• _Work instructions_:
#1 According to the Madlax episode list, which channel first aired the series?
#2 In the episode list for Madlax, why does the young Galza resistance fighter in episode 1 never learn the name of the woman who saves him?
#3 Pick up the Madlax episode list after the summary of episode 3 and carry it forward.

• _Passage given_:
= List of Madlax episodes =

DVD box set released by ADV

Madlax (マドラックス, madorakkusu) is a Japanese animated series consisting of 26 episodes. It was first aired on TV Tokyo on April 5, 2004, and concluded on September 27, 2004.

== Episodes ==

| No. | Title | Original release date |
| 1 | "Gun Dance ~dance~" Transliteration: "Jūbu ~dance~" (Japanese: 銃舞 ~dance~) | April 5, 2004 |
After losing all his comrades, a young Galza resistance fighter attempts to rescue his friends but is captured by Gazth-Sonika troops. However a strange young woman appears out of nowhere, and single-handedly deals with his pursuers, before he can learn her name, he dies from his injuries.
| 2 | "Red Moon ~crimson~" Transliteration: "Kōgetsu ~crimson~" (Japanese: 紅月 ~crimson~) | April 12, 2004 |
In Nafrece, the absent minded Margaret Burton's life proceeds as usual, however one day when her former tutor Vanessa Rene appears and gives her a present of a pair of red shoes and it causes some lost memories return.
| 3 | "Blue Moon ~moon~" Transliteration: "Sōgetsu ~moon~" (Japanese: 蒼月 ~moon~) | April 19, 2004 |
Madlax is assigned to assassinate the Gazth-Sonika Commander-in-Chief, Guen McNichol, but the customer is Commander McNichol himself. He is weary of 12 years of pointless civil war which appears to be the work of the Enfant international criminal organization and intelligence network. Madlax visits him the night before the ceremony where he is to give a speech commissioned by the leader, Korslan IV where he confirms his instructions. The next day, Madlax carries out her assignment, however she is seen by officer Limelda Jorg. Meanwhile, Margaret Burton hears the news of the assassination with complete disinterest.

• _Provided material_:
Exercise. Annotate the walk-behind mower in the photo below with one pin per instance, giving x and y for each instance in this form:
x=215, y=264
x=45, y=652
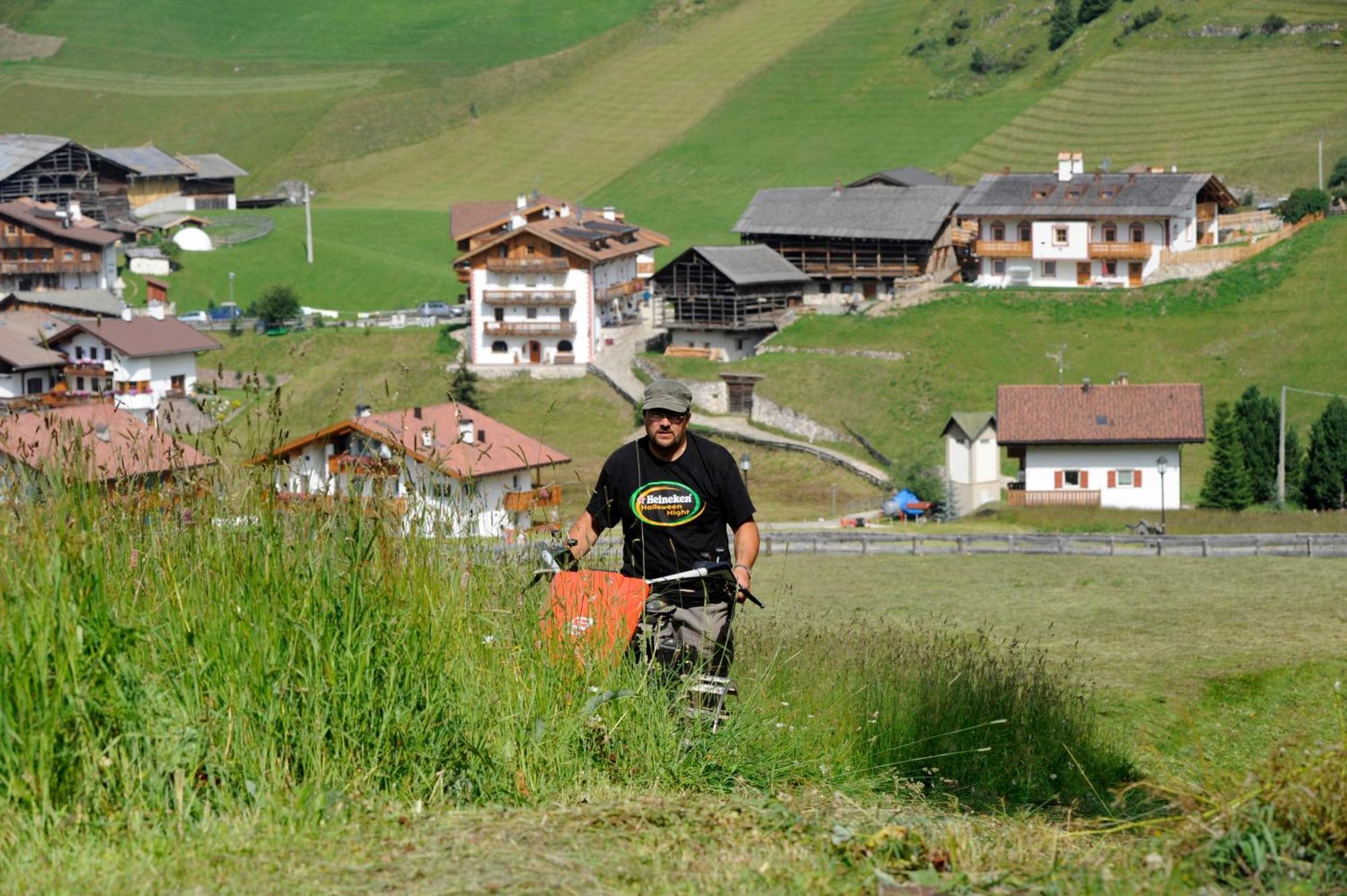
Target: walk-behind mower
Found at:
x=596, y=618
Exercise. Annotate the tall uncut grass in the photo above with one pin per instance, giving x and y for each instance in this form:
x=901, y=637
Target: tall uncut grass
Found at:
x=172, y=658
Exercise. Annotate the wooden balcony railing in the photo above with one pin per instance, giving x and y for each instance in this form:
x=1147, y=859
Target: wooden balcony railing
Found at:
x=541, y=497
x=530, y=296
x=527, y=265
x=1003, y=249
x=1053, y=498
x=530, y=329
x=1120, y=250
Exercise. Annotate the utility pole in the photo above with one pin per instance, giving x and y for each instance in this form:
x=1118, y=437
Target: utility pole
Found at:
x=1282, y=438
x=309, y=226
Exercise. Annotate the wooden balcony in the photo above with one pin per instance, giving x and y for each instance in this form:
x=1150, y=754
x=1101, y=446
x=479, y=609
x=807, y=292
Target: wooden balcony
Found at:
x=527, y=265
x=1053, y=498
x=530, y=329
x=530, y=296
x=1140, y=250
x=541, y=497
x=1003, y=249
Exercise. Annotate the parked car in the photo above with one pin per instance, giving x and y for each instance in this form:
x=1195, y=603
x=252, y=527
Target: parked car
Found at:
x=226, y=311
x=436, y=310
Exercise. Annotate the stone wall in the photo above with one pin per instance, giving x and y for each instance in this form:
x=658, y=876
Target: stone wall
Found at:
x=768, y=413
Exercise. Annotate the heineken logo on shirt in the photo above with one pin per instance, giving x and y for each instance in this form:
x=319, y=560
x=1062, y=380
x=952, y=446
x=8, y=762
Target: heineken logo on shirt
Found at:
x=666, y=504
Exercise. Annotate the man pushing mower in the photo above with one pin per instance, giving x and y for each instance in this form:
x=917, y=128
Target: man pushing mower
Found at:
x=676, y=494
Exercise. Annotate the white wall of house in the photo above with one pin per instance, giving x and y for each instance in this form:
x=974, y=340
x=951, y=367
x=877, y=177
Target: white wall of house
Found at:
x=576, y=280
x=1096, y=462
x=437, y=505
x=733, y=345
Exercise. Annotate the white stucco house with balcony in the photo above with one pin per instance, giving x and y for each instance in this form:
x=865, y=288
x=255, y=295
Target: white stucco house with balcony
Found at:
x=545, y=280
x=1078, y=229
x=1108, y=446
x=444, y=470
x=973, y=459
x=138, y=359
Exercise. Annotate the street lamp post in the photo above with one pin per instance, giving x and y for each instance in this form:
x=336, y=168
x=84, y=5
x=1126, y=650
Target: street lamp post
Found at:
x=1162, y=466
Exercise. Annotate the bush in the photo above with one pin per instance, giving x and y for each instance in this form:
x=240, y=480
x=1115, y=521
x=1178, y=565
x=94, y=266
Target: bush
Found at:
x=1092, y=9
x=1062, y=24
x=1302, y=203
x=1274, y=23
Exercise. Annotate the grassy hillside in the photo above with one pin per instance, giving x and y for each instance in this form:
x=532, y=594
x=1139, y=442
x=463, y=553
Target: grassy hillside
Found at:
x=363, y=259
x=1272, y=320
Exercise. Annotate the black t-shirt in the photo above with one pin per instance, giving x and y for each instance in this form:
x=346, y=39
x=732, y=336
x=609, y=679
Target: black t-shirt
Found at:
x=674, y=513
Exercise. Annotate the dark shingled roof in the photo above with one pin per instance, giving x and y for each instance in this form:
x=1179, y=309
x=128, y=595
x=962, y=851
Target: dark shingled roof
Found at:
x=875, y=213
x=1073, y=415
x=907, y=176
x=147, y=162
x=1144, y=194
x=145, y=337
x=751, y=265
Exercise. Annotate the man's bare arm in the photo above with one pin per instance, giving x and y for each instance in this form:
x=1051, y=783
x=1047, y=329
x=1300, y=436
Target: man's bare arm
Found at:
x=746, y=552
x=584, y=535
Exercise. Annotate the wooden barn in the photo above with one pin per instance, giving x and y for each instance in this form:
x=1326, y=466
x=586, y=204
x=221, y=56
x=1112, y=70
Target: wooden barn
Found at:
x=865, y=240
x=725, y=299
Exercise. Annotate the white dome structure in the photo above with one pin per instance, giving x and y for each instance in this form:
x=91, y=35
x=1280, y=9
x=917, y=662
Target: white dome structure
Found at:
x=193, y=240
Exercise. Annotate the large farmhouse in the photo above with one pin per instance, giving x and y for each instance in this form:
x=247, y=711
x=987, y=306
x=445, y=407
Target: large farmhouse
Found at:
x=1116, y=446
x=49, y=246
x=865, y=238
x=1077, y=229
x=727, y=299
x=451, y=469
x=545, y=283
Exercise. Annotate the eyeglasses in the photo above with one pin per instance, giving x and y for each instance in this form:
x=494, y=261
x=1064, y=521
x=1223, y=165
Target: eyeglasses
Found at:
x=666, y=415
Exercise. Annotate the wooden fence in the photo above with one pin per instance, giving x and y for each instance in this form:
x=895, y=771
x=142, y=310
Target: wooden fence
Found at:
x=1209, y=254
x=1082, y=545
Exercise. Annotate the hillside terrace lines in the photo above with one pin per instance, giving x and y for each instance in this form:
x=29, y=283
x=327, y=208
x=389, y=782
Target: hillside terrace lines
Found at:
x=604, y=118
x=67, y=78
x=1198, y=108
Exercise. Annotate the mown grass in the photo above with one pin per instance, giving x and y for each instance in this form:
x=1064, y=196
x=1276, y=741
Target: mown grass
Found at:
x=1271, y=320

• _Results for each task_:
#1 TV Tokyo.

#2 He dies from his injuries before he can learn her name.

#3
| 4 | "Enticement ~ask~" Transliteration: "Yūwaku ~ask~" (Japanese: 誘惑 ~ask~) | April 26, 2004 |
Margaret's classmate Anna Moré kills her own father, the politician Piederica Moré, and then jumps from a third floor window. Police investigator, Maclay Marini, is convinced that there is something suspicious about the murder. He finds that data on Anna's computer has been overwritten with the words "elda taluta" pointing to the Enfant organization. He is warned to stop his investigation, and then "awakened" by the words from Firstari "elda taluta" which makes him a servant of Enfant.
| 5 | "Nonpresence ~none~" Transliteration: "Muzai ~none~" (Japanese: 無在 ~none~) | May 3, 2004 |
Madlax is hired to find some "goods" which someone in Nafrece has sent to the Galza resistance which is also being sought by Enfant. In Gazth-Sonika, Madlax meets a boy from Nafrece, Chris Krana, who has secretly traveled there in the hope of meeting his father, whom he has never seen. He was assisted by Piederica Moré who also asked the boy to investigate the cause of the civil war. Madlax discovers that Chris is the "goods" she has to protect and his father is Min Durk, the leader of the Galza resistance. Carossea Doon arrives in Gazth-Sonika with Lieutenant Limelda Jorg to kill Chris, but Madlax stops them and Chris continues on to meet his father. However when he arrives, Chris encounters Friday Monday who explains to him that his father doesn't exist and, that Min Durk was just a red herring created by Enfant, and that Chris is the result of a "distortion" twelve years ago.
| 6 | "Dying Wish ~leave~" Transliteration: "Yuigon ~leave~" (Japanese: 遺言 ~leave~) | May 10, 2004 |
Elenore reports to Margaret's progress to her doctor on, and mentions that Margaret found a book which interests her. Margaret meets Chiara who invites her to a soirée, meanwhile Vanessa mentions to Elenore she recalls 12 years ago when the airplane that Margaret was on disappeared, and she returned home with total amnesia. At the soirée, Maurice Lopez introduces himself, and declares his interest in her, especially after he sees her picture book. However, Elenore arrives with Vanessa and she effectively beats him up.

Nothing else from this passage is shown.